-- The data follows --

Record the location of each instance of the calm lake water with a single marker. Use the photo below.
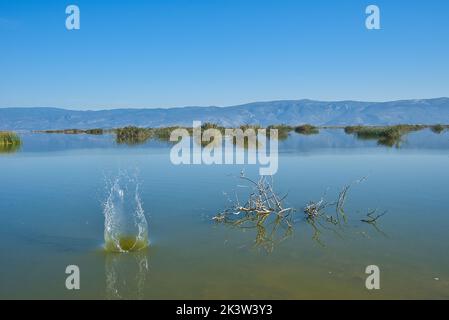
(51, 215)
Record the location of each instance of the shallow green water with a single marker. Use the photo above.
(51, 216)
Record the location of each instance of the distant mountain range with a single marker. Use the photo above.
(292, 112)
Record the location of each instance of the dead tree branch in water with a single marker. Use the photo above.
(264, 210)
(372, 216)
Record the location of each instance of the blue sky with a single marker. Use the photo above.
(164, 53)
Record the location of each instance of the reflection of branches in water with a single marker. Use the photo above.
(264, 211)
(372, 217)
(316, 217)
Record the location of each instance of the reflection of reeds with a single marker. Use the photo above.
(9, 142)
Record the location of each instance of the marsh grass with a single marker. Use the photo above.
(386, 135)
(307, 129)
(283, 131)
(9, 142)
(132, 135)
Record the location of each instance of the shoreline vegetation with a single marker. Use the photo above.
(390, 136)
(9, 142)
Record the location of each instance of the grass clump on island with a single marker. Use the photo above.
(9, 142)
(385, 135)
(132, 135)
(283, 131)
(307, 129)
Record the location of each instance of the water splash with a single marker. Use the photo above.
(125, 226)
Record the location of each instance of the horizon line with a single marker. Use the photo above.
(223, 106)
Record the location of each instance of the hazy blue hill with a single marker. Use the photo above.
(294, 112)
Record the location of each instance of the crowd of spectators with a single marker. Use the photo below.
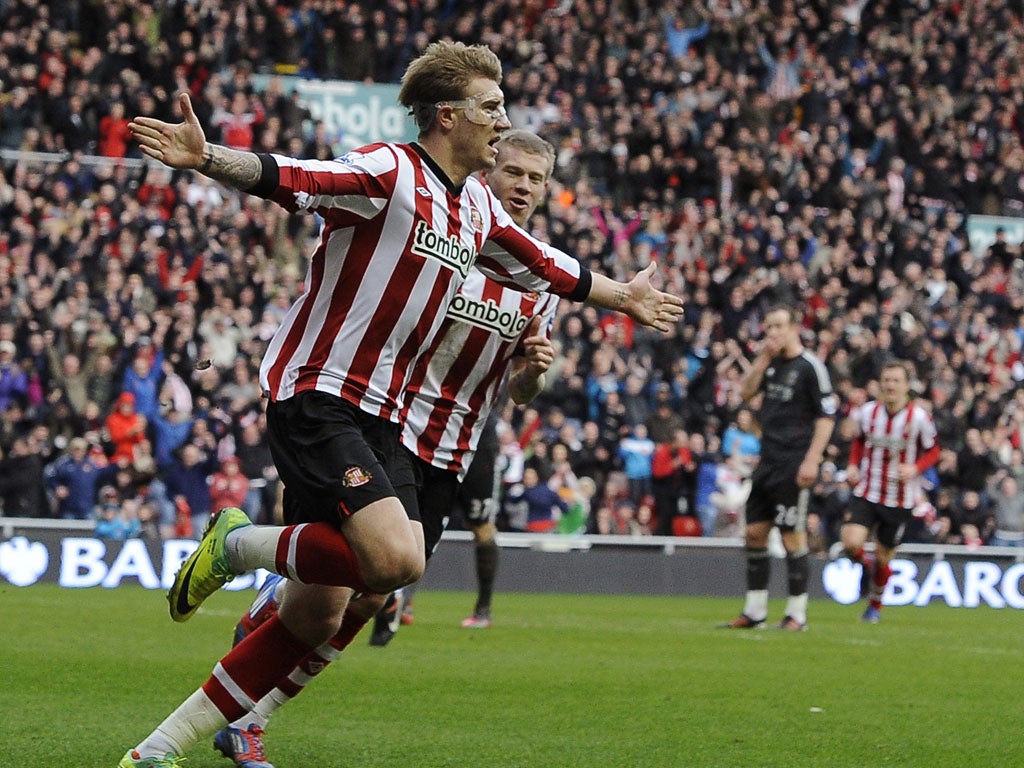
(824, 154)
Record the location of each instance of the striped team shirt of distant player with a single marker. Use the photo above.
(456, 384)
(884, 441)
(396, 244)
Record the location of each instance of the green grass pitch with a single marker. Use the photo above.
(558, 682)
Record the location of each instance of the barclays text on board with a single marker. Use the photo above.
(78, 561)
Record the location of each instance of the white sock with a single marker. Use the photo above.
(196, 718)
(796, 607)
(253, 547)
(757, 605)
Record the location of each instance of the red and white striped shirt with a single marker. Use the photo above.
(397, 241)
(884, 441)
(456, 384)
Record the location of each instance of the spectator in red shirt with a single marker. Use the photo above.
(228, 486)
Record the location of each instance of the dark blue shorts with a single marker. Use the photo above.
(335, 459)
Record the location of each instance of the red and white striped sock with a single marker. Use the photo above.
(253, 668)
(313, 664)
(310, 553)
(243, 677)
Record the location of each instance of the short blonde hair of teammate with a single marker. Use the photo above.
(443, 73)
(529, 142)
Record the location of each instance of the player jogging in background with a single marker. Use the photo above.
(797, 418)
(894, 444)
(478, 354)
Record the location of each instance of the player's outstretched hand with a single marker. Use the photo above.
(538, 349)
(650, 306)
(177, 145)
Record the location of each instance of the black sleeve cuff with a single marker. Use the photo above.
(582, 291)
(269, 177)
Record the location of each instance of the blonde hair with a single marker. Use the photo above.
(528, 142)
(442, 73)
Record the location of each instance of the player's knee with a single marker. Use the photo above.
(314, 623)
(484, 534)
(401, 566)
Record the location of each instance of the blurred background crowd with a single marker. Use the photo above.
(824, 154)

-- The data concluded --

Instructions to follow
Retype the data above exactly, dropping every picture.

Written answer
Record the location of each instance of the calm lake water with a single marker. Use the photo below.
(51, 215)
Record the location of each instance of the shallow green water with a single marker. Use the photo above.
(51, 216)
Record the location of each instance of the distant mountain range with a single marker. Use the photo above.
(292, 112)
Record the location of each instance of the dead tree branch in water with a single marker. Use the photo above.
(264, 210)
(372, 216)
Record the location of each instance of the blue sky with a single marker. Use the photo above.
(164, 53)
Record the location of each instance of the reflection of branches in water with a single marker. Use the photo above.
(264, 211)
(372, 217)
(316, 217)
Record the location of each instance of the reflection of reeds with a single marker. Use the photo above.
(9, 142)
Record the location of each instance of the marsh grass with a single marker. Use the photo above.
(386, 135)
(307, 129)
(283, 131)
(9, 142)
(132, 135)
Record the location of each instance of the shoreline vegetation with a single marker. Use the photo above.
(390, 136)
(9, 142)
Record the location of each instance of the grass clump on island with a single marker. Use the photo above.
(9, 142)
(385, 135)
(132, 135)
(283, 131)
(307, 129)
Record the location of each instance of the water splash with a single marker. Use the photo above.
(125, 226)
Record the location of each instance of the horizon line with a single marker. Use the photo above.
(223, 106)
Record the location of each instance of the hazy blue hill with a single marker. Use the photo above.
(294, 112)
Record the location of each instance of the crowd of spectators with a single marker. Use the photo below.
(824, 154)
Record the location of each instance of the striped team shirt of distant player with a single marker. Use the photo above.
(456, 384)
(884, 441)
(396, 244)
Record the location of each instance of the green grass pitch with a single marker. Use the photo above.
(558, 682)
Record the location of each instance of the barclays text on board with a single marker. Use the photo above.
(78, 561)
Record the location of each instance of the white sock with a single marker. Use the photo above.
(196, 718)
(796, 607)
(253, 547)
(757, 605)
Record the location of each instance of the red and white striped shirt with a single marker. Use the photo above.
(397, 241)
(884, 441)
(456, 384)
Record the location of each instance of the spectator in red shirt with a single marker. Use the photo above.
(228, 486)
Record the location of each instance of the dark blue shorts with a single marker. Use the photo above.
(335, 459)
Record the location of each instance of the red and white striped sock with a single marker. Use the photo above.
(253, 668)
(313, 664)
(310, 553)
(243, 677)
Record the location of each instance of the short blonde hair of teammate with a single marker. Use the photo above.
(443, 73)
(529, 142)
Record the location of each instance of the player jogging in background with a single marker. Use the photo above.
(797, 418)
(894, 444)
(478, 354)
Record the location of each instance of the player's outstretched hand with a single marker. Use the photo above.
(538, 349)
(650, 306)
(177, 145)
Record the location of each instance of the black sleeve cuff with a single marker. Use the photo above.
(582, 291)
(269, 177)
Record the location of each instance of the blonde hair with a single marker. Use the photo above.
(528, 142)
(442, 73)
Record the location of each instance of the player's knee with a single marker. Use the photo above.
(314, 623)
(484, 534)
(401, 566)
Record the location of each instance of the blurred background crowd with a single marker. Use the photo above.
(824, 154)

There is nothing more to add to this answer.